Stored data entries:
..............................
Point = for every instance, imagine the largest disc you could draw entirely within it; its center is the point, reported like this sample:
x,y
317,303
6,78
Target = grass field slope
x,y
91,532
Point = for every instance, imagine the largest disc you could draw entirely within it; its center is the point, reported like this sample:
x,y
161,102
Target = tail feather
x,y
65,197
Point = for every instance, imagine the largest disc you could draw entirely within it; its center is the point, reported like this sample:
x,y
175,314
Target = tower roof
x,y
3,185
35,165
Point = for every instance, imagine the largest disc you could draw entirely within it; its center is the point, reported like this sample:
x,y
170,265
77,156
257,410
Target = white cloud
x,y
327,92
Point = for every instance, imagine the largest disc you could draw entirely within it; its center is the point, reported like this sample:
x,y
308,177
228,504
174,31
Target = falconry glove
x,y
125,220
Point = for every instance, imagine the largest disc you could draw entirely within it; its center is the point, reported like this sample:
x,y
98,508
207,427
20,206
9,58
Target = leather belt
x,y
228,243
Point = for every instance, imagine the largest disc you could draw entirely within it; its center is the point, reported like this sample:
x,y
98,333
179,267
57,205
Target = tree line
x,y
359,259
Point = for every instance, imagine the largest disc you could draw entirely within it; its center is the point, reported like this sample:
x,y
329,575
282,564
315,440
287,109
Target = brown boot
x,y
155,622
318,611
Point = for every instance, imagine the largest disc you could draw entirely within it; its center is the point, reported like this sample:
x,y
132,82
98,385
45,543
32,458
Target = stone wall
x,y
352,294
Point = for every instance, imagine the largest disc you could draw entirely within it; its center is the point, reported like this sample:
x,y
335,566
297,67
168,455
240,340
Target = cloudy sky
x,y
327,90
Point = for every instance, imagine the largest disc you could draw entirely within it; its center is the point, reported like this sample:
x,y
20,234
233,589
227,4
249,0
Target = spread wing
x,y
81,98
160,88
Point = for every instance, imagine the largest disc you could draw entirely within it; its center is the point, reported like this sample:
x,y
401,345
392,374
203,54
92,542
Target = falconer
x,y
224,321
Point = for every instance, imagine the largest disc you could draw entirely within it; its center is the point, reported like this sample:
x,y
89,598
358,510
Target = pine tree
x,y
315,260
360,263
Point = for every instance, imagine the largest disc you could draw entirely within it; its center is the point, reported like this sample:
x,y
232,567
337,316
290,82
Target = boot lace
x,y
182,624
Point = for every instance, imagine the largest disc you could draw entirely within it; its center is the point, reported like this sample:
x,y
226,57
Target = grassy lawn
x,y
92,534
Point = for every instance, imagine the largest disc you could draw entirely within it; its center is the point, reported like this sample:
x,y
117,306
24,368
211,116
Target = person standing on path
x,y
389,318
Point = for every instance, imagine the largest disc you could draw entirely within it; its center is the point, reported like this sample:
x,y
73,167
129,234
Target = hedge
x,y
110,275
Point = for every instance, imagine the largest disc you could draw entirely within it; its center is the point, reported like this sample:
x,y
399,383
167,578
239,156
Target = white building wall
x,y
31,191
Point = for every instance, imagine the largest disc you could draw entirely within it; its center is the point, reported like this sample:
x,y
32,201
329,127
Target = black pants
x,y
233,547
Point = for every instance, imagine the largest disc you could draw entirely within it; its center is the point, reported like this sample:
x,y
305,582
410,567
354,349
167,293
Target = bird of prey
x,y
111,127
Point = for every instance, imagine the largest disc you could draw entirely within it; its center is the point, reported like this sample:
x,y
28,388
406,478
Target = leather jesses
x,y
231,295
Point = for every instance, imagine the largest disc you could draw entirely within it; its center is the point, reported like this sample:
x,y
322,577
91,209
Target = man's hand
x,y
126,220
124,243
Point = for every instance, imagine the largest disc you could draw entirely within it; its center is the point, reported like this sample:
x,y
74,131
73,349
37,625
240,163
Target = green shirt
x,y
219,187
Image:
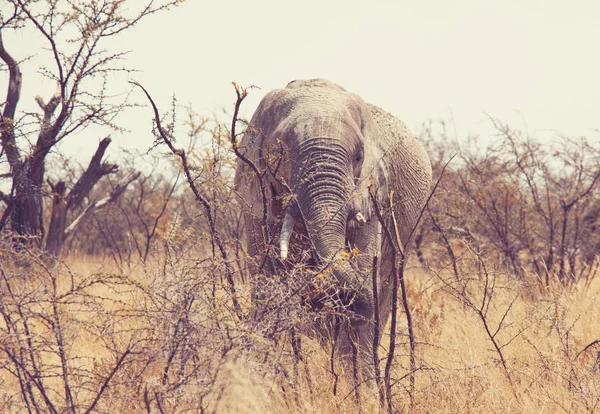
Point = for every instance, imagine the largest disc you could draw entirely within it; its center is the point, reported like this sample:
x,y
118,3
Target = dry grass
x,y
221,365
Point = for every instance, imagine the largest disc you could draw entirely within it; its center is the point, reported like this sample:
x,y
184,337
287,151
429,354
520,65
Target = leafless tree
x,y
76,34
..............................
• _Problem statement_
Write the lines above out again exactly, without any of their pictures.

• _Task response_
Point = for every instance, imagine the largest disc you could draw entirely within it; its center is the point, reported like this sample:
x,y
317,303
6,78
Target = grass field slope
x,y
91,532
Point = for every instance, imagine the largest disc you could draw entirely within it; its center is the point, reported like this sample:
x,y
161,102
Target = tail feather
x,y
65,197
Point = for every instance, imagine the largest disc you could draw entirely within it; its center is the point, reported like this sample:
x,y
175,314
Target = tower roof
x,y
3,185
35,165
Point = for every instance, imagine the largest disc you could draw entirely within it; its center is the point, reported like this sample:
x,y
170,265
77,156
257,410
Target = white cloud
x,y
327,92
Point = for every instance, imagine the largest disc you could draw entirely within it; its center is the point, reported like this sample:
x,y
308,177
228,504
174,31
Target = falconry glove
x,y
125,220
Point = for every instance, imagine the largest disc you could draw entirely within it; its center is the point, reported like this sample:
x,y
98,508
207,427
20,206
9,58
Target = leather belt
x,y
228,243
Point = for every instance, imagine the largest disc you could draw entirely within it; its center is the point, reported like this sample:
x,y
98,333
179,267
57,205
Target = tree line
x,y
359,259
Point = for every instance, imagine the largest disc you could draw entirely within it; its center is the point, reported like this sample:
x,y
329,575
282,564
315,440
287,109
Target = brown boot
x,y
155,622
318,611
Point = for every instance, imagine the largest disc you could draw entirely within it; its center is the point, reported like this sample:
x,y
132,82
98,385
45,543
32,458
Target = stone wall
x,y
352,294
Point = for every instance, imagine the largest disc you could draw entirely within it; its center is the point, reported like this sample:
x,y
335,566
297,67
168,455
240,340
Target = cloudy sky
x,y
327,90
Point = for every instance, imagine the largest disc you could draw entirely within it; its center is the point, reported like this sample:
x,y
20,234
233,589
227,4
249,0
Target = spread wing
x,y
81,98
160,88
Point = for every instance, imagine the largest disc you could draw entirely within it; its center is the point, reported like this sample:
x,y
401,345
392,374
203,54
92,542
Target = falconer
x,y
224,321
Point = for every instance, imagine the largest disc you could draw entirely within it; its center is the point, reported like this sample:
x,y
89,598
358,510
Target = pine tree
x,y
315,260
360,263
Point = for every instance, imagine the largest disc you could draw entirely within it; its center is the point, reported like this sample:
x,y
232,567
337,316
290,82
Target = boot lace
x,y
182,624
Point = for every instance, imagine the largest disc you could draw entirely within it; its center is the point, reported like this sample:
x,y
226,57
Target = grassy lawn
x,y
92,534
Point = for every instance, imagine the largest disc you could draw entirely within it; its center is the point, reported like this sample:
x,y
117,306
24,368
211,116
Target = person standing on path
x,y
389,318
Point = for every instance, imagine the largest disc you could draw entirely within it; its center is the point, reported like this sample:
x,y
73,167
129,234
Target = hedge
x,y
110,275
Point = for every instance, imagine the largest disc you could draw entirely within it; its center is the point, reported like this sample:
x,y
399,383
167,578
239,156
Target = white building wall
x,y
31,191
Point = for every instance, imagine the largest disc you could draw entirely within it; its center is the point, reported like this sample:
x,y
32,201
329,127
Target = black pants
x,y
233,547
Point = for every instance, imagine the largest disc you could draw entirely within it; its center is the point, reported like this sample:
x,y
305,582
410,567
354,349
167,293
Target = bird of prey
x,y
111,127
Point = for every instance, imagine the largest disc you could draw entirely within it; its center is the point, reported like this sample:
x,y
28,388
406,478
Target = leather jesses
x,y
231,295
Point = for every instance, imagine the largest disc you could draw entirely within it; its center is the point, reported like this sample:
x,y
322,577
91,209
Target = man's hand
x,y
126,220
124,243
Point = for every instance, imagine the largest disc you could draw entirely within it; its center is the point, reported like this sample:
x,y
74,131
73,349
37,625
240,163
Target = green shirt
x,y
219,187
Image:
Point = for every instance, imagine the largest disc you could draw entirely within it; its center is the point, reported like this sample:
x,y
118,3
Target = dry grass
x,y
221,365
Point = for every instance, imagine the largest disc you could draw entirely within it; its center is the point, reported like this sample:
x,y
184,337
287,151
429,354
520,65
Target = leafless tree
x,y
76,34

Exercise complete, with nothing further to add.